— START OF INFORMATION SUPPLIED —

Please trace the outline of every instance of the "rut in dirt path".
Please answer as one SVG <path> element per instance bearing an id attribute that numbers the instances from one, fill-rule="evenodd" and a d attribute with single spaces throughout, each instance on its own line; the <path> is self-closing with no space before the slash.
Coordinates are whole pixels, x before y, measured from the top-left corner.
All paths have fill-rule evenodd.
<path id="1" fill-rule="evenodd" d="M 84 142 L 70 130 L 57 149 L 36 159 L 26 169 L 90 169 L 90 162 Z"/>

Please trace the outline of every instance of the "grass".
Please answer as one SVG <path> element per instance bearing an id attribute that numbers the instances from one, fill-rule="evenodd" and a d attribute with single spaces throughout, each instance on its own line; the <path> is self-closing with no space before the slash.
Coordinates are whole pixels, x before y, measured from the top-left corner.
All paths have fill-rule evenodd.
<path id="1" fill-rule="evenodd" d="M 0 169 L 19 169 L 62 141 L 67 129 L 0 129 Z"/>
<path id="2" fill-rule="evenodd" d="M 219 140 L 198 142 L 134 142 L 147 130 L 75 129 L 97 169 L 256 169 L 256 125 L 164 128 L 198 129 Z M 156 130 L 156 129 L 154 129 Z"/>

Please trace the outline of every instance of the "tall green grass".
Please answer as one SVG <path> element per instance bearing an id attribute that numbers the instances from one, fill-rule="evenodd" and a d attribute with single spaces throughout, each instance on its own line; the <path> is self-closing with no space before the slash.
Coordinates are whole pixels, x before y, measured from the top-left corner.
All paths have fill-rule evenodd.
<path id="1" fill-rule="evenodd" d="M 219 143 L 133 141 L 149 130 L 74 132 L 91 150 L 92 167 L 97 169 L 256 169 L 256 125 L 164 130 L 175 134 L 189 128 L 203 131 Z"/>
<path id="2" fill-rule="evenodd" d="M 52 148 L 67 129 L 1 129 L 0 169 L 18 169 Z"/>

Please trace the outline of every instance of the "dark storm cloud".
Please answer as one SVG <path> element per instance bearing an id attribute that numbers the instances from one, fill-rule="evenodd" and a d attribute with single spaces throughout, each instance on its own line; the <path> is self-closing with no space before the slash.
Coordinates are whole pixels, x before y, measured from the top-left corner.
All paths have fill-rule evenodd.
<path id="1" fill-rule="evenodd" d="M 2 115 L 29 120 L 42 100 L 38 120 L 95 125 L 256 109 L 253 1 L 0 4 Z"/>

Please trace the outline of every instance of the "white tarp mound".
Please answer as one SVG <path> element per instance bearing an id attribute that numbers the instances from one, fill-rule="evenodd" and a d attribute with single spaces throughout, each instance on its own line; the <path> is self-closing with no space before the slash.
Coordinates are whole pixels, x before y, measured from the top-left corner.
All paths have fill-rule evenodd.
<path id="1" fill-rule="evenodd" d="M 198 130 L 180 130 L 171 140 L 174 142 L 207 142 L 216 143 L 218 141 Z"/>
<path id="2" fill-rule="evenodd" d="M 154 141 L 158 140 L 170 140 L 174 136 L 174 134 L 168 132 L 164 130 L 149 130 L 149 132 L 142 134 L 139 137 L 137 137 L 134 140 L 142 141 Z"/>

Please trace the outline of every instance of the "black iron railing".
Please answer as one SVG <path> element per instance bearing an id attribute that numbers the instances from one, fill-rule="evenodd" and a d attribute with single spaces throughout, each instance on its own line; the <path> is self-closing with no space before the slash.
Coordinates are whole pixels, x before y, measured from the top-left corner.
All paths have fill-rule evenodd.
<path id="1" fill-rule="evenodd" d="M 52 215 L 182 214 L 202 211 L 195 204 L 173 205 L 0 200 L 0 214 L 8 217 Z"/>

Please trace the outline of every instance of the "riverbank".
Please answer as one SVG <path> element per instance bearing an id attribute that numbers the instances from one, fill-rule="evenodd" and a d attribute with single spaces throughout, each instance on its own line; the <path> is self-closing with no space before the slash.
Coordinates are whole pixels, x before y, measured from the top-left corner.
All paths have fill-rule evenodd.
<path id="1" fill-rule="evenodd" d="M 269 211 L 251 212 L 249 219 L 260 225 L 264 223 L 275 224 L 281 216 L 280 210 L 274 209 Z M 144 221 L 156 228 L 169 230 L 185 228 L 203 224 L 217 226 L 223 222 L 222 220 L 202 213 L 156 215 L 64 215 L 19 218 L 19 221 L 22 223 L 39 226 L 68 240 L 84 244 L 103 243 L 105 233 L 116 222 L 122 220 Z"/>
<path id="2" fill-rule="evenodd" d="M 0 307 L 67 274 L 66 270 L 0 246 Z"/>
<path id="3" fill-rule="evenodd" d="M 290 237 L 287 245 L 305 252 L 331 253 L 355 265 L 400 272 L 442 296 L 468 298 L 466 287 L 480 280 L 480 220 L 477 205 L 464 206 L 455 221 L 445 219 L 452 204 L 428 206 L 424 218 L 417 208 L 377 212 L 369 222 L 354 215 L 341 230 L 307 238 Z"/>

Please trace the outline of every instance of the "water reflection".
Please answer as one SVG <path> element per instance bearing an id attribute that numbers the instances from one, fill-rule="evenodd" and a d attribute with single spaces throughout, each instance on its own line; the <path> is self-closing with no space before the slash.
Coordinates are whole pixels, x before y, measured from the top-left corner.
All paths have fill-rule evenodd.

— END OF INFORMATION SUPPLIED —

### DIRECTIONS
Please copy all of the lines above exactly.

### WRITTEN SOLUTION
Please trace the outline of every instance of the "rut in dirt path".
Please answer as one SVG <path> element per instance bearing an id attribute that numbers the instances from one, fill-rule="evenodd" and a d attribute with single spaces throughout, each instance on its own line; the <path> is self-closing with no space before the slash.
Coordinates are whole pixels, x before y, measured from the top-left corner.
All paths have fill-rule evenodd.
<path id="1" fill-rule="evenodd" d="M 84 142 L 70 130 L 57 149 L 36 159 L 26 169 L 90 169 L 90 162 Z"/>

Please trace the outline of every instance of the "grass".
Please answer as one SVG <path> element per instance bearing an id attribute that numbers the instances from one, fill-rule="evenodd" and a d attribute with single spaces throughout, each instance on its own line; the <path> is self-closing with no space before the slash.
Coordinates are whole pixels, x before y, measured from the top-left corner.
All paths have fill-rule evenodd.
<path id="1" fill-rule="evenodd" d="M 0 169 L 19 169 L 62 141 L 67 129 L 0 129 Z"/>
<path id="2" fill-rule="evenodd" d="M 219 140 L 198 142 L 134 142 L 147 130 L 75 129 L 97 169 L 256 169 L 256 125 L 164 128 L 198 129 Z M 156 130 L 156 129 L 154 129 Z"/>

Please trace the outline of every instance of the "tall green grass".
Please answer as one SVG <path> element per instance bearing an id attribute that numbers the instances from one, fill-rule="evenodd" and a d attribute with single spaces throughout, each instance on its own line; the <path> is self-closing with no space before the slash.
Coordinates are whole pixels, x before y, measured from the top-left corner.
All paths have fill-rule evenodd.
<path id="1" fill-rule="evenodd" d="M 219 143 L 133 141 L 149 130 L 74 132 L 91 150 L 92 167 L 97 169 L 256 169 L 256 125 L 164 130 L 175 134 L 189 128 L 203 131 Z"/>
<path id="2" fill-rule="evenodd" d="M 52 148 L 67 129 L 1 129 L 0 169 L 18 169 Z"/>

Please trace the outline of every instance of the "dark storm cloud".
Please answer as one SVG <path> element per instance bearing an id attribute that numbers the instances from one, fill-rule="evenodd" and a d attribute with single spaces throughout, each instance on its own line; the <path> is self-closing with no space before the slash.
Coordinates are whole pixels, x before y, measured from the top-left corner.
All paths have fill-rule evenodd.
<path id="1" fill-rule="evenodd" d="M 2 115 L 29 120 L 42 100 L 38 120 L 95 125 L 256 109 L 253 1 L 0 4 Z"/>

Please trace the outline of every instance of the "white tarp mound".
Please answer as one SVG <path> element per instance bearing an id attribute that numbers the instances from one, fill-rule="evenodd" and a d attribute with single spaces throughout, each instance on its own line; the <path> is self-closing with no space before the slash.
Coordinates are whole pixels, x before y, measured from the top-left corner.
All paths have fill-rule evenodd.
<path id="1" fill-rule="evenodd" d="M 198 130 L 180 130 L 171 140 L 174 142 L 207 142 L 216 143 L 218 141 Z"/>
<path id="2" fill-rule="evenodd" d="M 154 141 L 158 140 L 170 140 L 174 136 L 174 134 L 168 132 L 164 130 L 149 130 L 149 132 L 142 134 L 139 137 L 137 137 L 134 140 L 142 141 Z"/>

Please trace the outline of every instance of the "black iron railing".
Please answer as one SVG <path> element per instance bearing an id attribute that numbers the instances from one, fill-rule="evenodd" and a d attribute with single spaces throughout, each instance on its own line; the <path> is self-closing with no space before the slash.
Coordinates are whole pixels, x before y, measured from the top-left corner.
All paths have fill-rule evenodd.
<path id="1" fill-rule="evenodd" d="M 52 215 L 182 214 L 202 211 L 195 204 L 173 205 L 0 200 L 0 214 L 8 217 Z"/>

Please trace the outline of every instance of the "riverbank".
Please answer as one SVG <path> element per instance bearing an id attribute that numbers the instances from one, fill-rule="evenodd" and a d attribute with single spaces throughout, each instance on its own line; the <path> is self-closing with no space before the slash.
Coordinates are whole pixels, x before y, measured from the top-left corner.
All paths have fill-rule evenodd.
<path id="1" fill-rule="evenodd" d="M 269 211 L 251 212 L 249 219 L 260 225 L 264 223 L 275 224 L 281 216 L 280 210 L 274 209 Z M 144 221 L 156 228 L 169 230 L 185 228 L 203 224 L 217 226 L 223 222 L 222 220 L 202 213 L 156 215 L 64 215 L 19 218 L 19 221 L 22 223 L 39 226 L 68 240 L 84 244 L 103 243 L 105 233 L 116 222 L 122 220 Z"/>
<path id="2" fill-rule="evenodd" d="M 0 307 L 67 274 L 66 270 L 0 246 Z"/>
<path id="3" fill-rule="evenodd" d="M 290 237 L 287 245 L 305 252 L 331 253 L 355 265 L 400 272 L 442 296 L 468 298 L 466 287 L 480 280 L 480 220 L 477 205 L 464 206 L 455 221 L 445 219 L 452 204 L 428 206 L 424 218 L 417 208 L 377 212 L 369 222 L 354 215 L 341 230 L 307 238 Z"/>

Please trace the outline of every instance of the "water reflection".
Please answer as one SVG <path> element per instance bearing an id attribute that numbers the instances from one, fill-rule="evenodd" and a d attribute with single spaces throughout, each instance on its own line; the <path> is self-closing with no space before the slash.
Coordinates are whole pixels, x before y, measured from the top-left corner.
All paths have fill-rule evenodd.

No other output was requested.